=== Work to complete ===
Please reproduce the lines below word for word, starting with the very first line and going on through the line with "x=118 y=111".

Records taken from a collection
━━━━━━━━━━
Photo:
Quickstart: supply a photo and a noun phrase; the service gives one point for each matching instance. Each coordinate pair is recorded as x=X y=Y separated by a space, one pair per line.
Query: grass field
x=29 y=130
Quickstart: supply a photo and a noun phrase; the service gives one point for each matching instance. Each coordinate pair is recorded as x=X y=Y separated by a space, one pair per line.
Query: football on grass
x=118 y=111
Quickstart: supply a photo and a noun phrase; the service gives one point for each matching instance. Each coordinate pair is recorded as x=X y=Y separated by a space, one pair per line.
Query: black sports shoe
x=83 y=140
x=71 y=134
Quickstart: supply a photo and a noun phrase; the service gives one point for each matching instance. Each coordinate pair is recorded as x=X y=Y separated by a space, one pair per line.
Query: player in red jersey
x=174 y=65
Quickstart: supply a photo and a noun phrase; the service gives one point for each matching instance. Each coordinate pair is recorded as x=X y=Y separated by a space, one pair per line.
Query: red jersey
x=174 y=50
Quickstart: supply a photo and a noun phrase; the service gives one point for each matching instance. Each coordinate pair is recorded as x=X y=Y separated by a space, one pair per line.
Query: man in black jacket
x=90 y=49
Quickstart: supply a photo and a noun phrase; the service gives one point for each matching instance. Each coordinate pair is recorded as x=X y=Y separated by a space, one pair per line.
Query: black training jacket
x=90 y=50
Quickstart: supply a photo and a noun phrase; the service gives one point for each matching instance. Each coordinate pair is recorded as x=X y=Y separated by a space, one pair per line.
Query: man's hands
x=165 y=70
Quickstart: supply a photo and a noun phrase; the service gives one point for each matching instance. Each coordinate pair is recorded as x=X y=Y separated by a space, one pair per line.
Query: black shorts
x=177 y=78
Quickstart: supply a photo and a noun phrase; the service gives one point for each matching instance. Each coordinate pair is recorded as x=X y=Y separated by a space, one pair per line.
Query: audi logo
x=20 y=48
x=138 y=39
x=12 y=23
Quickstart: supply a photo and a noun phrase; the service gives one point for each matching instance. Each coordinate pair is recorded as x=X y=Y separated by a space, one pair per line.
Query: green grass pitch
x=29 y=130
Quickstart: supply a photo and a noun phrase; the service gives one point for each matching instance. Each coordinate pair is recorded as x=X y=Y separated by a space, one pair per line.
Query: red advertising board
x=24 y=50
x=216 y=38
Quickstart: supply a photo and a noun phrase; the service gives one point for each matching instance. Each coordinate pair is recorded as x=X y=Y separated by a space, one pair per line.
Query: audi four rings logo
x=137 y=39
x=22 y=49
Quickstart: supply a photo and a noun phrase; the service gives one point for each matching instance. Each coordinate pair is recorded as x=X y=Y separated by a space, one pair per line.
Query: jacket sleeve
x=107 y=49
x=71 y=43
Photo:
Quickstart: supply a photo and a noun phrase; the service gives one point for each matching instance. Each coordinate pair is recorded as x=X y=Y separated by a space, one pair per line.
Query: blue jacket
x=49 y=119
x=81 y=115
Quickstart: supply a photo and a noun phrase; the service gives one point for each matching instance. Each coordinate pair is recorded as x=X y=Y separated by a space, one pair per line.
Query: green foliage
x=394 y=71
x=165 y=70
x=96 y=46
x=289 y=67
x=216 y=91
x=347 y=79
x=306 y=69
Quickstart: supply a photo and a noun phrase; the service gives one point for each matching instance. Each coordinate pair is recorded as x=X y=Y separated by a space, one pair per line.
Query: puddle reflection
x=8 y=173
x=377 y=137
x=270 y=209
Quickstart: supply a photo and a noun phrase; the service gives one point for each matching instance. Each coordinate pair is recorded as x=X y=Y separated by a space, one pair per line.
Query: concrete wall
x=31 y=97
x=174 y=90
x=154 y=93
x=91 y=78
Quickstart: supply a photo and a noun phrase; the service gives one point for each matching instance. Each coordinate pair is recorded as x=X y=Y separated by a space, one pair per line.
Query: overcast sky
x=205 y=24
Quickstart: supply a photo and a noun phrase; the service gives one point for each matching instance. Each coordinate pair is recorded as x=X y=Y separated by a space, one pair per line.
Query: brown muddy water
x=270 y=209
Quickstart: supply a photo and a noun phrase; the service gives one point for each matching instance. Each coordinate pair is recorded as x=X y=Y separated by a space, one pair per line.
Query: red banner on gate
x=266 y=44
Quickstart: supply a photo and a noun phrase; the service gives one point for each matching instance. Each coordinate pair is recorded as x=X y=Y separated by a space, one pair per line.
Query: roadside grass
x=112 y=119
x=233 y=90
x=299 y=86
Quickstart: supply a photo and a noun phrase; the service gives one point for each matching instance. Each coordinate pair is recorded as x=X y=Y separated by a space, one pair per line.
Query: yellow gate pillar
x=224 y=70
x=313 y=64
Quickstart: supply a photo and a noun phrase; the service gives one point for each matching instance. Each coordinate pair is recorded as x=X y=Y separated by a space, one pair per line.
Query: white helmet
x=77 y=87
━━━━━━━━━━
=== Final answer ===
Photo:
Quickstart: supply a photo and a noun phrase; the service gives one point for each matching instance. Each coordinate pair is recorded as x=X y=Y separated by a space, one pair per line.
Query: grass field
x=29 y=130
Quickstart: supply a photo and a noun phrase; the service gives one point for each matching instance. Each coordinate pair is recorded as x=X y=Y separated by a space, one pair per line.
Query: football on grass
x=118 y=111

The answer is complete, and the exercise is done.